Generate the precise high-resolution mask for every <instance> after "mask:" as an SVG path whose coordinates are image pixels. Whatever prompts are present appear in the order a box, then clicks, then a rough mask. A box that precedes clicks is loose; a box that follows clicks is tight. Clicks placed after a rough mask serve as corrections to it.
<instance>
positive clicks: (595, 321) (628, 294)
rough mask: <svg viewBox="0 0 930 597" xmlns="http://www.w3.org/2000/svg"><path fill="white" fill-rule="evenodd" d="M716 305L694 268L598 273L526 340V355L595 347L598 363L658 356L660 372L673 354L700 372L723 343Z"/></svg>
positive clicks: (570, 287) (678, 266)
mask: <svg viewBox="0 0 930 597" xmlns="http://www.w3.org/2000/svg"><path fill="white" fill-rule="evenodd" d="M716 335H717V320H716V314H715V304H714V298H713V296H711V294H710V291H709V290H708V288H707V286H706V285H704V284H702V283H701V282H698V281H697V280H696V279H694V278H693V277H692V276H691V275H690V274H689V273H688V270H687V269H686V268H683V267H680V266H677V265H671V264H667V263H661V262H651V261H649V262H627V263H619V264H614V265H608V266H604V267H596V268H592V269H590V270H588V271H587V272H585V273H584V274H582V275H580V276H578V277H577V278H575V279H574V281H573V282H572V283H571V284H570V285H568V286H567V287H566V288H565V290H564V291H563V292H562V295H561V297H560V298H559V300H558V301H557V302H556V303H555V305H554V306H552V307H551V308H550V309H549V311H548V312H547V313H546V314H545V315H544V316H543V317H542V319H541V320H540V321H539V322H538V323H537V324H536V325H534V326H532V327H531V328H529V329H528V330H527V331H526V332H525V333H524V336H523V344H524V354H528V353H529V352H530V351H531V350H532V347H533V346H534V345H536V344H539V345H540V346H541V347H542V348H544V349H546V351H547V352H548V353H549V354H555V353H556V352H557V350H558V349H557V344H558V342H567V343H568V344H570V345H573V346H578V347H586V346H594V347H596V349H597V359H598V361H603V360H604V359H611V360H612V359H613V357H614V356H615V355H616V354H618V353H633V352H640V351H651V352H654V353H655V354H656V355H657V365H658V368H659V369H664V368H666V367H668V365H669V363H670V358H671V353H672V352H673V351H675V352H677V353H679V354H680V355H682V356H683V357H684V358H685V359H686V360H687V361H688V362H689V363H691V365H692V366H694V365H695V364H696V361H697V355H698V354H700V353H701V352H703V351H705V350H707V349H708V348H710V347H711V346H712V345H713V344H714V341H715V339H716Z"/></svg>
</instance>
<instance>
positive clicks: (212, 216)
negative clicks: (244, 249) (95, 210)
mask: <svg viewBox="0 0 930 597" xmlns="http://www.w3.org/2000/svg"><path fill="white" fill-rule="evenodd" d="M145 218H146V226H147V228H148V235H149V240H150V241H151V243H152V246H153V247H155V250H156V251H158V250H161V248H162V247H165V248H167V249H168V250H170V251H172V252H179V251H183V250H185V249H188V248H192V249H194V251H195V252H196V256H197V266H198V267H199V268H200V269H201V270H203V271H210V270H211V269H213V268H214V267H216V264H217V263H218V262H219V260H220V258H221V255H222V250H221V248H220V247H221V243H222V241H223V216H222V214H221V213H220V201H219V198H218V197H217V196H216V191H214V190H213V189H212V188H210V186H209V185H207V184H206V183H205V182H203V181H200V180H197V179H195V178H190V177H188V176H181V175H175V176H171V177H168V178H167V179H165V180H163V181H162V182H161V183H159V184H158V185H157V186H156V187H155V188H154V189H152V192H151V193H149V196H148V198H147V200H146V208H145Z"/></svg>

....................

__EXERCISE__
Reproduce, exactly and with both ends included, every line from the one that contains "positive clicks: (212, 216)" to the end of the listing above.

__ANSWER SECTION__
positive clicks: (212, 216)
negative clicks: (244, 249) (95, 210)
mask: <svg viewBox="0 0 930 597" xmlns="http://www.w3.org/2000/svg"><path fill="white" fill-rule="evenodd" d="M145 218H146V226H147V228H148V235H149V240H150V241H151V243H152V246H153V247H155V250H156V251H158V250H161V248H162V247H165V248H167V249H168V250H170V251H172V252H179V251H183V250H185V249H188V248H192V249H194V251H195V252H196V256H197V266H198V267H199V268H200V269H201V270H203V271H210V270H211V269H213V268H214V267H216V264H217V263H218V262H219V260H220V258H221V255H222V250H221V248H220V247H221V243H222V241H223V216H222V214H221V213H220V201H219V198H218V197H217V196H216V191H214V190H213V189H212V188H210V186H209V185H207V184H206V183H205V182H203V181H200V180H197V179H195V178H190V177H188V176H181V175H175V176H171V177H168V178H167V179H165V180H163V181H162V182H161V183H159V184H158V185H157V186H156V187H155V188H154V189H152V192H151V193H149V196H148V198H147V200H146V208H145Z"/></svg>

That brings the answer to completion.